Estatuto constitucional de la educación
“¿Cómo quedó incorporada la educación al texto constitucional? En suma, la educación se incorpora con una florida retórica de fines, principios y características completamente incongruentes con las limitaciones de nuestra educación realmente existente”.
¿Cómo quedó incorporada la educación al texto constitucional? Ante todo, como un derecho, asociado a un amplio conjunto de fines, principios y características que otorgan a ese derecho un aura literaria y jurídica.
Así, son fines de la educación, entre otros, la conciencia ecológica, la prevención de la violencia, la justicia social, la convivencia democrática y el desarrollo integral de las personas. Curiosamente, no se incluye allí la formación ciudadana, hoy un tema mundialmente debatido y una urgente necesidad en nuestra sociedad.
Los principios que deberán conducir a la educación son igualmente abundantes: cooperación, no discriminación, inclusión, justicia, participación, solidaridad, interculturalidad, enfoque de género y pluralismo. Además, ella tendrá carácter no sexista; se desarrollará de forma contextualizada, considerando la pertinencia territorial, cultural y lingüística. Pero hay más todavía: la Constitución garantiza, adicionalmente, educación sexual integral, educación ambiental, digital, basada en la empatía y el respeto hacia los animales, para el consumo responsable, cívica a nivel municipal y educación sobre el patrimonio.
Por último, ella deberá orientarse hacia la calidad. Esta se entiende como “el cumplimiento de los fines y principios establecidos de la educación”. O sea, supone el cumplimiento de todo lo anterior. ¿Cómo se verificará esto? ¿Quién evaluará si el cumplimiento es suficiente? ¿Habrá un modelo único de interpretación de esos fines y principios?
Dotada de tal cantidad de atributos, la educación resulta una utopía inalcanzable. Y el derecho a ella escapa de la realidad, incluso, al reino de lo posible. Sobre todo, si comparamos tan oceánicas aspiraciones con las precarias —a veces paupérrimas— condiciones de aprendizaje que ofrece nuestro sistema escolar. La brecha entre lo proclamado y lo disponible se vuelve abismante.

Trabajo requerido:
A: Responde estas preguntas sobre el texto del estatuto constitucional de la educación:
(i) ¿Qué tema no se incluye entre los fines de la educación?
(ii) ¿Cómo se entiende la calidad hacia la que deberá orientarse la educación?
(iii) ¿Con qué se comparan, en el último párrafo, las aspiraciones atribuidas a la educación?
B: Extiende el texto sobre el estatuto constitucional de la educación a partir de su última oración.

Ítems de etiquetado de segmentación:
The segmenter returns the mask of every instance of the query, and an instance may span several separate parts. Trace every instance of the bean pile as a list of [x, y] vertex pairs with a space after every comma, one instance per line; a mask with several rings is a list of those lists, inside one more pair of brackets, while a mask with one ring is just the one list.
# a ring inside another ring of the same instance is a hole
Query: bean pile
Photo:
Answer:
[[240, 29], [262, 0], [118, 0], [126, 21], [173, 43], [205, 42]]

Resultados por tarea:
A:
(i) La formación ciudadana.
(ii) Como "el cumplimiento de los fines y principios establecidos de la educación".
(iii) Con las precarias, a veces paupérrimas, condiciones de aprendizaje que ofrece nuestro sistema escolar.

B:
¿Cómo pretende el constituyente reducir o superar esa brecha?
Según el texto propuesto, la solución consistiría en la existencia de un Sistema Nacional de Educación integrado por establecimientos creados o reconocidos por el Estado, el que los coordinará, regulará, mejorará y supervigilará bajo un régimen común fijado por la ley. Dicho en breve, un sistema similar al que tenemos en la actualidad, que la ley denomina mixto.
Mas no es así; la similitud es solo aparente. Pues para avanzar hacia la utopía prometida, el constituyente declara que “el Estado deberá articular, gestionar y financiar un Sistema de Educación Pública, de carácter laico y gratuito, compuesto por establecimientos e instituciones estatales de todos los niveles y modalidades educativas”. Agrega luego que el Estado financiará esta educación “de forma permanente, directa, pertinente y suficiente, a través de fondos basales”. Este sistema será el “eje estratégico” de la nueva arquitectura y su ampliación y fortalecimiento —se dice— será un deber primordial del Estado.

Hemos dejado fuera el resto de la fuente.